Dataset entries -
--

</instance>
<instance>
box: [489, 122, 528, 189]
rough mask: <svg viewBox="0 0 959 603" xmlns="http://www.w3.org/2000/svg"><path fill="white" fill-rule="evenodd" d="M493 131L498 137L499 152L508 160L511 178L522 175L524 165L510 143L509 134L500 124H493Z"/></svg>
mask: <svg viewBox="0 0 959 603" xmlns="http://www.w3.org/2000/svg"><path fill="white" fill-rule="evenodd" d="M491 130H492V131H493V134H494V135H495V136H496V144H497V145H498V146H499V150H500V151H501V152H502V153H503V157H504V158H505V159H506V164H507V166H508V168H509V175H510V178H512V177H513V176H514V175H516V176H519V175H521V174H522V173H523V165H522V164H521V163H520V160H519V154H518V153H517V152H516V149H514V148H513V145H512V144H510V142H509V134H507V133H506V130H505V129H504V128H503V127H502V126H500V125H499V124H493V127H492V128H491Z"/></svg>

--

Task item - All lines from the records above should be copied exactly.

Response for this exercise -
</instance>
<instance>
box: [489, 122, 528, 189]
rough mask: <svg viewBox="0 0 959 603" xmlns="http://www.w3.org/2000/svg"><path fill="white" fill-rule="evenodd" d="M493 131L498 137L499 152L508 160L511 178L522 175L524 165L510 143L509 134L500 124H493Z"/></svg>
mask: <svg viewBox="0 0 959 603" xmlns="http://www.w3.org/2000/svg"><path fill="white" fill-rule="evenodd" d="M491 130H492V131H493V134H494V135H495V136H496V144H497V145H498V146H499V150H500V151H501V152H502V153H503V157H504V158H505V159H506V164H507V166H508V168H509V175H510V178H512V177H513V176H514V175H516V176H519V175H521V174H522V173H523V165H522V164H521V163H520V160H519V154H518V153H517V152H516V149H514V148H513V145H512V144H510V142H509V134H507V133H506V130H505V129H504V128H503V127H502V126H500V125H499V124H493V127H492V128H491Z"/></svg>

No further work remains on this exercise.